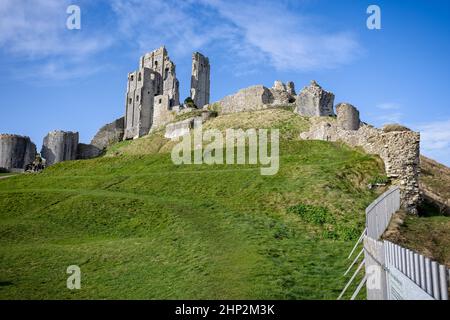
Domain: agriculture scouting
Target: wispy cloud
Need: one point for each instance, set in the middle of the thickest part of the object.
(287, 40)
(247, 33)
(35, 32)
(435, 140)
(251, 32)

══════════════════════════════

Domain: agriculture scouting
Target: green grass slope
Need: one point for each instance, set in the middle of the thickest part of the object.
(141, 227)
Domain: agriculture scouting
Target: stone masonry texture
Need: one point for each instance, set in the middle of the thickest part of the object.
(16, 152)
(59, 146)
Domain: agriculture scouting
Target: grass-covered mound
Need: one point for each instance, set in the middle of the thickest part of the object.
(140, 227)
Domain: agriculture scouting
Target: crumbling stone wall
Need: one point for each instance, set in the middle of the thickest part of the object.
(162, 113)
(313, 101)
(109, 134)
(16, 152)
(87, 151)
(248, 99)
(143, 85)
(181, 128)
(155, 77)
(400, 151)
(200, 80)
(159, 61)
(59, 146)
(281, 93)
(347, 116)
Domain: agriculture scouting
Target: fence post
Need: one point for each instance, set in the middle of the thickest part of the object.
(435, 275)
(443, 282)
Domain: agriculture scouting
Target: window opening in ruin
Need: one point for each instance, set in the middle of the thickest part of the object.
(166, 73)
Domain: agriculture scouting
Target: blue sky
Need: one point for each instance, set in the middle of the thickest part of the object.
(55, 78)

══════════════════════════════

# Problem details:
Please count the lines in the records that contain the string "Target", with case counting, and give only the number.

# Written solution:
8